Ultimately, that's why MS is interested in Facebook - not just because of traction, etc: but because the strategic similarities between the two players are now becoming increasingly - disturbingly - clear.
In other words, this is a game - closure, lock-in, etc - that MS knows how to play.
But strategy is a function of economics. And today's economics are radically different from those that let Microsoft rise to power: so, unfortunately, this is also a game with decaying payoffs.
Today, I think, even geeks (especially geeks) should be the ones clamoring for Facebook to bring down the iron curtains.
For example, Phil made an interesting comment about Facebook/closed nets and security. Good point. But it's a false dichotomy: we can have open nets and plenty of security. All that requires is (uh oh) giving connected consumers control over who/when/where/how can utilize their graph data,
In the bigger picture, we have to think strategically. Do we gain more by opening up than by staying closed? I think the answer is inevitable - yes.
But in the real world, this choice will largely be driven by geeks. If geeks see the bigger strategic picture, Facebook perestroika will happen fast. If they don't, it will still happen - just more slowly.
Just imagine a future where Facebook = Microsoft.
Could there be any deeper validation of what we've been arguing - that Facebook's evil, and that it's strategy is obsolete?
Could there be any clearer signal that Facebook stands for...well...
everything that the real visionaries in the Valley don't, than the fact that it's dancing with - and being seduced by - the devil?
Lolz - nope.
Final note - does the deal math make sense? Well, if you're drinking the kool-aid, perhaps. But if you've been following the argument, I don't think Facebook, in terms of long-run value creation, is gonna be the next Google...
Comments:
Bingo.. Facebook is the new Passport/Live ID. I knew Facebook was evil the day I tried to sign up and couldn't because I no longer had a school issued email address. Who the hell would want to join a social network of a school you never attended anyways?

Data entries:
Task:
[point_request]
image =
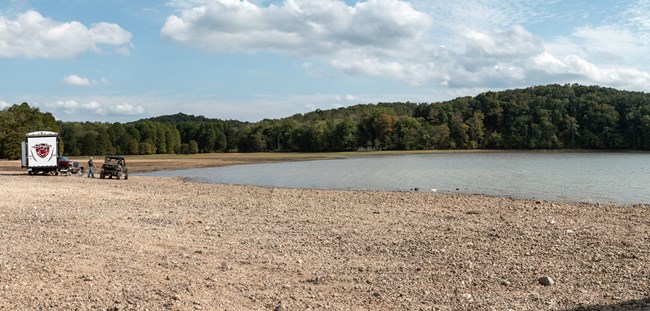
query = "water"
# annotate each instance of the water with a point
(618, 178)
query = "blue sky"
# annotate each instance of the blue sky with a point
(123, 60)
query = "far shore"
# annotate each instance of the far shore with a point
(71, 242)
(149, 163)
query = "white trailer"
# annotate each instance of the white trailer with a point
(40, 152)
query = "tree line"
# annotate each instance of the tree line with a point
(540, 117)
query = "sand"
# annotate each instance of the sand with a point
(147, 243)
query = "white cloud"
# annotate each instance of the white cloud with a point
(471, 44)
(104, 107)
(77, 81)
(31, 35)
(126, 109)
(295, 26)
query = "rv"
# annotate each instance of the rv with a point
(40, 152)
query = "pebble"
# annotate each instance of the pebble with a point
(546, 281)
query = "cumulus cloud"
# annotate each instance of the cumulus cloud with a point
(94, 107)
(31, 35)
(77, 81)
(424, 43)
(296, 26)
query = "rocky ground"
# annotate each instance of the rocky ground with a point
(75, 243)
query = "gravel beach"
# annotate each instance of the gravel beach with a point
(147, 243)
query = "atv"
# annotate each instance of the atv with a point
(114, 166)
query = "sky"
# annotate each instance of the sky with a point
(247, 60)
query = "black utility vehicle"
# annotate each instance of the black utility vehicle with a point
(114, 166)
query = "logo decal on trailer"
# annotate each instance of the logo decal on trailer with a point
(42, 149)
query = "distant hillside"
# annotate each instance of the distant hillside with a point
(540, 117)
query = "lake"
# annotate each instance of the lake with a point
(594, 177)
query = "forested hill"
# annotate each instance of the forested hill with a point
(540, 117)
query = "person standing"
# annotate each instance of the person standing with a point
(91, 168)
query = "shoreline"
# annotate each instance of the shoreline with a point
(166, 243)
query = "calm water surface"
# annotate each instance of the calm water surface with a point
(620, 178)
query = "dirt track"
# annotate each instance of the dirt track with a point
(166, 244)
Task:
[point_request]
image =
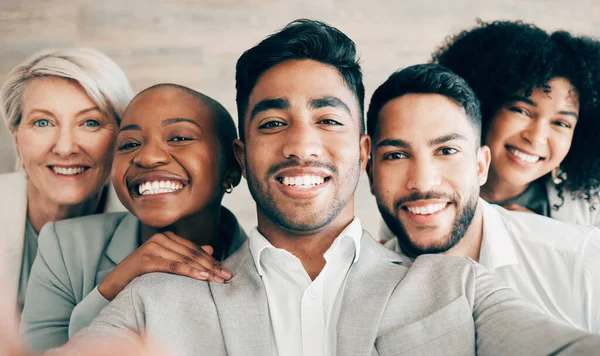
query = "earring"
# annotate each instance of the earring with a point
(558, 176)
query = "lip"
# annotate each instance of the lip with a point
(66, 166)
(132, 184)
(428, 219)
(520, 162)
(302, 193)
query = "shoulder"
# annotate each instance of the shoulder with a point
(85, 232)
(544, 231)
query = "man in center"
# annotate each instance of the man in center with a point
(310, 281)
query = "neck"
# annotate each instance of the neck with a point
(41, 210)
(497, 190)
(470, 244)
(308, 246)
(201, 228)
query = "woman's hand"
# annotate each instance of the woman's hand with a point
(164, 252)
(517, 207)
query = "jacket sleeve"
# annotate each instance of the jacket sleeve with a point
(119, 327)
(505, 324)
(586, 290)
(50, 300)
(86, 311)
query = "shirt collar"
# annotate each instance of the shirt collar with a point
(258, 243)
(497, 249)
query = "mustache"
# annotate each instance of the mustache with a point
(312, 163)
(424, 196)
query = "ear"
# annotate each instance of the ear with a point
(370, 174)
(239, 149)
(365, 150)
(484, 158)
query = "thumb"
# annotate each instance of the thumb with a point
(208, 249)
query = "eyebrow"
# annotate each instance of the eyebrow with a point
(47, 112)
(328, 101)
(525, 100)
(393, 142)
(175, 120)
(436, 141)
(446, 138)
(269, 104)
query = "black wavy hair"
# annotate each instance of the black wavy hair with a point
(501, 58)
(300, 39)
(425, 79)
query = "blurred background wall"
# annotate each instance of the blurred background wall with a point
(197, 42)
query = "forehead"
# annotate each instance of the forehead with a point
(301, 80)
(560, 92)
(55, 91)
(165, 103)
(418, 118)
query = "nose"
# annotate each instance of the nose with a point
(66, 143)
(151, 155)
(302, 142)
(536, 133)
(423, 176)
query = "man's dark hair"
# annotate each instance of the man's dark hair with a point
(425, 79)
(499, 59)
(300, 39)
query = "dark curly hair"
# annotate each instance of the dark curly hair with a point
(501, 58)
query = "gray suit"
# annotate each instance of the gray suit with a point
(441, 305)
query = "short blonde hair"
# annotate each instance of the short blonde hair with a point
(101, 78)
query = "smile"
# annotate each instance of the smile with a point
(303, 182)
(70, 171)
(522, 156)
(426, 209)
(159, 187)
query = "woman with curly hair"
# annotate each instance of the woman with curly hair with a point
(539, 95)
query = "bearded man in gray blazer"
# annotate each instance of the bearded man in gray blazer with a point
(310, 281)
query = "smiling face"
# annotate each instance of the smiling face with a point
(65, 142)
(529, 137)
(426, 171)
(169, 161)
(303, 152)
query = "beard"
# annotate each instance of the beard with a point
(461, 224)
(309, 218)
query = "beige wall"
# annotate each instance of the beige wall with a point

● DIRECTIONS:
1 – In the Facebook and Microsoft commentary, what is strategy said to be a function of?
2 – Write the next part of the Facebook and Microsoft commentary, picking up after its final sentence.

● TASK RESULTS:
1 – Economics.

2 –
Umair,
I agree with a lot of what you're saying here. Certainly MS + FB are a good match precisely because a closed Facebook is the kind of platform that MS can understand and love.
I can even see how that parses as "evil". But if you take "evil" to mean "destroying value" then I'm not so sure.
I think the important point to drill-down into is : "what sort of application do you build on a social-network-as-platform?"
Now, if you think of a YASN as a certain kind of media or communication network, then everything you say about the value of, and inevitable triumph of, openness is valid. And if you think of applications like video players or give virtual gifts to your friends, then the walledness of the garden is a problem. Certainly for your way of looking at value as being branding.
But here's the realization I had when I saw Facebook's pitch to application developers : the YASN-as-platform answers a problem which has long plagued "web 2.0" developers. The infamous accusation that focussed web 2.0 companies are building "features" rather than full businesses.
How can a mere "feature" survive as a business? It can't, hence web 2.0 companies look to get bought by Google or Yahoo and incorporated into their portals because they have no business model on their own.
But what I saw in the Facebook ecology was a place where "features" were potentially able to survive as independent elements. No way can A.N.Other calendaring / meeting planner survive out there on the web on its own. Who's going to sign-up, remember to go back and use it, manage to encourage their friends to join etc. in order to make it worth-while?
But on Facebook, with the social network already there, with one-click sign-up and invite your friends, AND MOST CRUCIALLY, the ability for the application to talk to people who aren't already signed-up to it, via the news feed, you can imagine a clever, single task "feature" being able to make it on it's own. Even to find a business model.
It's worth emphasizing that point about the news-feed. *This* is the service that a platform like Facebook can provide to a developer which the web-as-platform can't. Not even OpenID can provide the equivalent of the news-feed. I don't mean technically but *culturally* - what Facebook has is a particular club where people have signed up to be tied together by other communication conventions that don't exist outside it. And Facebook app. developers can take advantage of this convention as a platform resource.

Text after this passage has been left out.